Purpose: : The pathological proliferation of vessels in the retina has a dramatic effect on the visus. Recently it has been found that Netrins, a family of laminin-related extracellular matrix binding secreted molecules are involved in a variety of developmental events including adhesion in the nervous system as well as neoangiogenesis. Netrin 4 promotes neurite extension and may be involved in vasculogenesis. Neogenin, DCC (deleted in colorectal carcinoma), and UNC5A-D (uncoordinated) are known as netrin receptors.

Methods: : In a OIR mouse model the mRNA levels for VEGF, Netrin 4, DCC, neogenin, UNC5A-D, and the calibration genes CANX, RPL13A, and SDHA in the mouse retinas after oxygenation were compared to retinas of mice kept in normal room oxygenation by Real Time RT-PCR using SYBR Green I (Molecular Probes, Eugene, OR) on an iCycler (Bio-Rad Laboratories, Hercules, CA.).

Results: : Netrin 4, and the receptors neogenin, DCC, UNC5A-D are expressed both in the normal as well as the hypoxic mouse retina. To quantify the retina mRNA expression at P14, P17 and P21 we performed a Real Time-RT-PCR analysis. The mRNA expression of these genes as well as VEGF was normalized to their level at normoxic conditions (=1). The most significant alterations at P17 are presented: The normalized expression of VEGF has dropped to 0.05± 0.08 when compared to the untreated controls. The normalized mRNA expression at P17 of Netrin 4, Neogenin and DCC have also dropped to 0.06± 0.07, 0.03±0.03, and 0.09±0.13, respectively. Whereas the expression of the receptors UNC5D and UNC5C also clearly dropped at P17 to 0.11±0.007 and 0.05±0.02, the expression of UNC5B remained constant at 0.76±0.11. The mRNA expression of UNC5A declined to 0.48±0.12.

Conclusions: : Under relative hypoxic conditions the mRNA expression of Netrin 4 and of the known receptors of netrins changed dramatically suggesting an important role of the netrins during retinal angiogenesis. A comprehensive analysis of their roles might lead to new therapeutic strategies against pathological angiogenesis processes.

Data:
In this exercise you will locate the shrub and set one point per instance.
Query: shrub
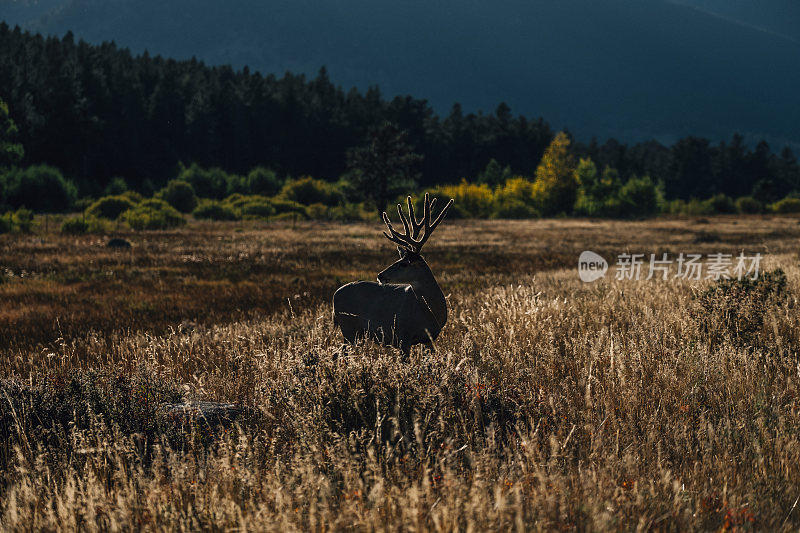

Activity:
Answer these questions about the retina abstract, giving each answer on its own line:
1. Which three calibration genes were measured?
2. What was the normalized mRNA expression of UNC5B at P17?
3. What molecules does the Purpose section name as netrin receptors?

Solution to this exercise:
1. CANX, RPL13A, and SDHA.
2. 0.76±0.11.
3. Neogenin, DCC (deleted in colorectal carcinoma), and UNC5A-D (uncoordinated).